BEGIN Source records

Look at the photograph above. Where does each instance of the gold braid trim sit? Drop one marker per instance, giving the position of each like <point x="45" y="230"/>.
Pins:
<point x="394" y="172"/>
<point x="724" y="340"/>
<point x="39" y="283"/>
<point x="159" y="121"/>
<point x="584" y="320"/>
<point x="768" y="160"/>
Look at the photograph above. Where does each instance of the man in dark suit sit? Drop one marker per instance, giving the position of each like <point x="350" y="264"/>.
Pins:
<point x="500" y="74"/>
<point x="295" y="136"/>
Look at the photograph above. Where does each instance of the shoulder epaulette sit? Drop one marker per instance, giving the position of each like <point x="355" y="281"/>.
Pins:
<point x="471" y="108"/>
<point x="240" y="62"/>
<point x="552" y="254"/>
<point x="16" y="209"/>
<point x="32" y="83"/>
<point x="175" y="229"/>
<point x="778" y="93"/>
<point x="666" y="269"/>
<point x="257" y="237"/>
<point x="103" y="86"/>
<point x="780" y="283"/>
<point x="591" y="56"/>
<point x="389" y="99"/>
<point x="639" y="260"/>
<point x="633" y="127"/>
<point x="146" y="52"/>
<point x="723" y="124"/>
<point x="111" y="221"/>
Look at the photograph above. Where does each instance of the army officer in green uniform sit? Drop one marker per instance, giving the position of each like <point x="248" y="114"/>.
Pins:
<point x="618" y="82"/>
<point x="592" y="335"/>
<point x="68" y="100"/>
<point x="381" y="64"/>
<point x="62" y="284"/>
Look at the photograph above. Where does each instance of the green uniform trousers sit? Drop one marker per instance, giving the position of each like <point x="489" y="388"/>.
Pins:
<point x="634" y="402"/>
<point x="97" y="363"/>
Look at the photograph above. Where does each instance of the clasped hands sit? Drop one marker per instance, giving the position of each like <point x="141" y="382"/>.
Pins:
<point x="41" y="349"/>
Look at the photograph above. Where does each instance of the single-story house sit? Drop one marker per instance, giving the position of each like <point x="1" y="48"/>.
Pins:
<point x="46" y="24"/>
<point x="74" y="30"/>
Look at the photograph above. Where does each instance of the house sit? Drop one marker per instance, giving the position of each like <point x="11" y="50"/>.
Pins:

END Source records

Written problem >> Reproduce the listing above in full, switching each "Pins" for "Points" and changing nothing else.

Completed exercise >>
Look at the photograph above. Where does each instance of the gold braid trim sit? Drop one marker per instance, giving the position of each like <point x="45" y="230"/>.
Points:
<point x="394" y="172"/>
<point x="724" y="340"/>
<point x="39" y="283"/>
<point x="159" y="121"/>
<point x="584" y="320"/>
<point x="768" y="160"/>
Look at the photograph above. Where does each instance of the man in dark suit sit? Drop one marker per instance, giving the position of each like <point x="350" y="264"/>.
Points:
<point x="500" y="74"/>
<point x="295" y="136"/>
Look at the photograph above. Where does each instance of the shoulder epaulette sit? Drop one marker per instance, giving the position of each like <point x="355" y="281"/>.
Points:
<point x="471" y="108"/>
<point x="240" y="62"/>
<point x="552" y="254"/>
<point x="16" y="209"/>
<point x="32" y="83"/>
<point x="175" y="229"/>
<point x="778" y="93"/>
<point x="666" y="269"/>
<point x="257" y="237"/>
<point x="103" y="86"/>
<point x="780" y="283"/>
<point x="591" y="56"/>
<point x="389" y="99"/>
<point x="639" y="260"/>
<point x="633" y="127"/>
<point x="146" y="52"/>
<point x="723" y="124"/>
<point x="111" y="221"/>
Look at the photograph above. Where does each instance of the army officer in green uniform sit? Drop one marker per instance, giving the position of each like <point x="248" y="114"/>.
Points:
<point x="618" y="82"/>
<point x="592" y="335"/>
<point x="68" y="100"/>
<point x="381" y="64"/>
<point x="62" y="284"/>
Look at the photograph above. Where does each instance of the green uniform trousers sit? Drop one marker per instance, giving the position of each like <point x="489" y="388"/>.
Points:
<point x="634" y="402"/>
<point x="97" y="363"/>
Look at the photograph above. Where does each instance of the clasped hands sit? Drop one marker per instance, giving the position of each like <point x="141" y="382"/>.
Points:
<point x="41" y="349"/>
Look at the photograph above. Where does each instance of the single-story house sit? Drop one marker per instance, giving the position of each like <point x="1" y="48"/>.
Points:
<point x="46" y="24"/>
<point x="74" y="30"/>
Look at the photograph above. Where does each instance of the house sit? Drop one marker per instance, giving the position of each like <point x="11" y="50"/>.
Points:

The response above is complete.